• **Anweisungen und Vorgaben**
Ersetze in der folgenden Auflistung jedes „benchmark“ durch „evaluation“ und gib sie sonst unverändert wieder.

• **Eingabezeilen**
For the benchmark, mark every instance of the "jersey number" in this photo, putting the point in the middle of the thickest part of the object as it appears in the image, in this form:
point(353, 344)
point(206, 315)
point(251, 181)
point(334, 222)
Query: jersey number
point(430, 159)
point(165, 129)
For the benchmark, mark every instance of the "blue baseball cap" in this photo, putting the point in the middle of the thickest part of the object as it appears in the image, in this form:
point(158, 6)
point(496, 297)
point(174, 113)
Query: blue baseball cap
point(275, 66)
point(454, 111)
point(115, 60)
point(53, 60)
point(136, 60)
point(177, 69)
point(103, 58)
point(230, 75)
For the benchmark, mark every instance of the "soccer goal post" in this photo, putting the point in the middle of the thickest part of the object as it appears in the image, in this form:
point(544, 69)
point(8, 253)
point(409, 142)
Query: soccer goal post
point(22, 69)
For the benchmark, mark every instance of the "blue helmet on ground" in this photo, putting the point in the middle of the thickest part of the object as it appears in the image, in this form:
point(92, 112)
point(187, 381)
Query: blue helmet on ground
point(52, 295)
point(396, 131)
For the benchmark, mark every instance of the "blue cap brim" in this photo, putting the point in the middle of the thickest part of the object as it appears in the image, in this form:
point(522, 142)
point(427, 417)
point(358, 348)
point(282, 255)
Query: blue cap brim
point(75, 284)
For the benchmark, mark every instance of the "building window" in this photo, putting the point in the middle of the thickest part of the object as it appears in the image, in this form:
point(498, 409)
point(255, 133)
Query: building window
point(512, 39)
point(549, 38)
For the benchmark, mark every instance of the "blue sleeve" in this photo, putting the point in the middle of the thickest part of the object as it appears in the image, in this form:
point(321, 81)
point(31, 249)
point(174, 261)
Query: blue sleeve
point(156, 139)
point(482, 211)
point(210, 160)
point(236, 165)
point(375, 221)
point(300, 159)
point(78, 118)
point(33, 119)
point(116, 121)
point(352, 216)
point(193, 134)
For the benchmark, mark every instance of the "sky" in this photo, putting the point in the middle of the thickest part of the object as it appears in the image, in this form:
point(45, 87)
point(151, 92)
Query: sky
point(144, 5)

• **Schriftliche Antwort**
For the evaluation, mark every instance of the "jersey number" in this photo, putting the point in the middle of the thickest part of the object as it appears in the image, in this form:
point(353, 344)
point(206, 315)
point(251, 181)
point(334, 222)
Query: jersey number
point(430, 159)
point(165, 129)
For the evaluation, mark every instance of the "blue baseball cap" in this photo, putting the point in the middle of the thickest part of the object as it appears in the image, in this form:
point(158, 6)
point(496, 297)
point(174, 113)
Query: blue baseball cap
point(275, 66)
point(454, 111)
point(115, 60)
point(53, 60)
point(136, 60)
point(177, 69)
point(103, 58)
point(230, 75)
For the evaluation, mark every instance of the "soccer goal post" in this photo, putting the point in the middle of the thickest part of the object as it appears in the image, in this form:
point(544, 69)
point(8, 253)
point(409, 142)
Query: soccer goal post
point(22, 69)
For the evaluation, mark every instance of the "blue helmet on ground" in this photo, putting the point in the middle of the thickest part of the object as it appears in the image, in this form:
point(92, 112)
point(187, 381)
Query: blue helmet on ground
point(52, 295)
point(396, 131)
For the evaluation, mark every instance of the "blue cap brim" in this photo, putting the point in the middle of the thickest part of the object as it appears in the image, in this form:
point(522, 142)
point(427, 417)
point(358, 348)
point(282, 255)
Query: blue cap brim
point(75, 284)
For the evaluation, mark every instance of the "building window" in this photo, putting the point in the middle of the thickest part of the object as it appears in the image, in this form:
point(498, 409)
point(255, 133)
Query: building window
point(512, 39)
point(549, 38)
For the evaluation, mark every instance of the "blue sleeve" in this photo, putting the point in the middle of the thickest part of the object as it appears in the image, in this form:
point(321, 81)
point(31, 249)
point(174, 261)
Query: blue sleeve
point(156, 139)
point(482, 211)
point(210, 160)
point(236, 165)
point(375, 221)
point(300, 159)
point(78, 118)
point(33, 119)
point(116, 121)
point(352, 216)
point(193, 134)
For the evaluation, mark every instance of the "sky" in this photo, putting the point in the middle of the thickest part of the object as it appears in the image, in this form:
point(45, 87)
point(151, 92)
Query: sky
point(144, 5)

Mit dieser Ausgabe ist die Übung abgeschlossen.